● **任務簡述 1**
請把原文中以「在詩人與現實生活的關系上」開頭的那段話改寫得更簡短,保留主要事實。
● **任務簡述 2**
根據原文,王國維為甚麼認為詩人對宇宙人生既要「入乎其內」,又要「出乎其外」?請用一到三句話說明。

● **原文**
────

在詩人與現實生活的關系上,王國維在繼承船山“鐵門限”理論的同時,進一步闡述了這一觀點,他在討論怎樣創造“不隔”的藝術境界時說:“詩人對宇宙人生,須人乎其內,又須出乎其外;人乎其內,故能寫之;出乎其外,故能觀之。人乎其內,故有生氣,出乎其外,故有高致。”所謂“入乎其內”,就是說詩人要了解人生,對人生有深切的理解;所謂“出乎其外”,就是要了解社會,對社會生活有一個正確的認識。一句話,就是要了解生活,因為人是社會關系的總和,是社會生活的集中反映,只有“入乎內,出乎外”,才能創造出有“生氣”,有“高致”的藝術境界,這是具有樸素唯物主義的辯證觀點。應該說,是比嚴羽、王士稹、袁枚等古典詩論大家高明與進步之處。當然,王氏所理解的社會生活與人生,是非常狹窄的,他曾經說:“詩人必有輕視外物之意,故能以奴仆命風月;又必有重視外物之意,故能與花鳥共憂樂”。很明顯,他的生活只是“風月”與“花鳥”而已,這是時代與階級的局限,我們不能超越時代而否定王國維詩學觀的進步性。他終究清醒地認識到詩人對待“外物”應遵循的辯證法則,以及按照這樣原則創作的藝術效果。這些觀點與認識,也是王船山與王國維詩學理論超乎前人的進步性所在。

────

● **記錄**

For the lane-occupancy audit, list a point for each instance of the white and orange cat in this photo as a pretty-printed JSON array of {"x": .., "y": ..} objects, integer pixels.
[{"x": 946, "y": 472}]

────

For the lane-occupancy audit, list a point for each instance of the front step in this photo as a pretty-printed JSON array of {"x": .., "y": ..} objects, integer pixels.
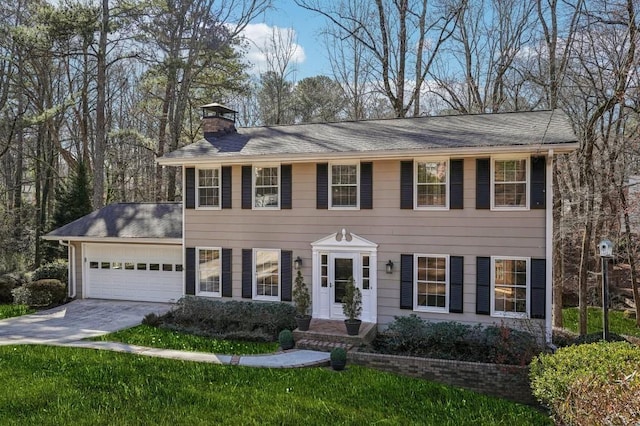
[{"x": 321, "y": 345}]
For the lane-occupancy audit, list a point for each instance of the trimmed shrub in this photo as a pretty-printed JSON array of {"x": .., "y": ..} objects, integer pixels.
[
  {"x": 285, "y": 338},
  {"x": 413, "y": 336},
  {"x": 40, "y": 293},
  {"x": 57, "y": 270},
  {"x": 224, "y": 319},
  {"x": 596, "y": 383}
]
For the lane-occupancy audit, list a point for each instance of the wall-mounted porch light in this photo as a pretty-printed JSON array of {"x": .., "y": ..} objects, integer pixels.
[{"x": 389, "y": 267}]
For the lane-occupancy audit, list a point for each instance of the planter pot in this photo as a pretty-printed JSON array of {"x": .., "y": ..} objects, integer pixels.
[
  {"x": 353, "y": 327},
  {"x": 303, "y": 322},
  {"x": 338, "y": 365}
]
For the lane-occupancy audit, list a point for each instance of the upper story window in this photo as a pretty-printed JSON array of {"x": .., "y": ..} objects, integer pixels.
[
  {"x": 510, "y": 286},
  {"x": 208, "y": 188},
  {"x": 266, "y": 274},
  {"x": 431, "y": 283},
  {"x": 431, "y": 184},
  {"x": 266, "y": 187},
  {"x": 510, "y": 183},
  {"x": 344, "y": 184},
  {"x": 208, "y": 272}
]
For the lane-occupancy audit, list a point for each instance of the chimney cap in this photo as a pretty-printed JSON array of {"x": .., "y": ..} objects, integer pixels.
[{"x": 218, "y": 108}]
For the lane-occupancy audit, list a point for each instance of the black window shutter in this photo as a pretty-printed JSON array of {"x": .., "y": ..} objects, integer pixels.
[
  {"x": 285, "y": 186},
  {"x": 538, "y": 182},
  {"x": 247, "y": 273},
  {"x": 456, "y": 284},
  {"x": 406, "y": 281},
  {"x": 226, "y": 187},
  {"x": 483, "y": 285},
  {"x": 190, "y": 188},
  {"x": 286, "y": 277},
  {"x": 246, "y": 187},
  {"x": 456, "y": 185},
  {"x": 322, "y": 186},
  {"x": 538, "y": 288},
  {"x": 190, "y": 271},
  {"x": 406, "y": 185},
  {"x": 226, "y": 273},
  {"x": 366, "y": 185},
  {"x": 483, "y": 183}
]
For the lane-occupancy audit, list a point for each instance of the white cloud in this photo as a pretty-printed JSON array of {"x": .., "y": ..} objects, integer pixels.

────

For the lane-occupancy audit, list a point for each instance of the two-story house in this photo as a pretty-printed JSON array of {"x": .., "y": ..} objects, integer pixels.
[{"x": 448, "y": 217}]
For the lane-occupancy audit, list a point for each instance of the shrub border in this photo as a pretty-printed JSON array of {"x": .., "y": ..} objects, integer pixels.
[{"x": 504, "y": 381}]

────

● **解答 1**
王國維繼承並發展了王船山的「鐵門限」理論。他認為詩人對宇宙人生既要「入乎其內」,又要「出乎其外」。入乎其內,才能寫,才有生氣;出乎其外,才能觀,才有高致。前者指深切理解人生,後者指正確認識社會生活,總的來說就是要了解生活。這是樸素唯物主義的辯證觀點,比嚴羽、王士稹、袁枚等古典詩論大家高明、進步。不過,他所理解的生活很狹窄,只限於「風月」與「花鳥」。這是時代與階級的局限,不能因此否定他詩學觀的進步性。他終究清醒地認識到詩人對待「外物」應遵循的辯證法則,以及按這種原則創作的藝術效果。這正是王船山與王國維詩學理論超越前人的地方。

● **解答 2**
因為入乎其內,詩人才能寫它,作品才有生氣;出乎其外,詩人才能觀察它,作品才有高致。只有兩者兼備,才能創造出有「生氣」、有「高致」的藝術境界。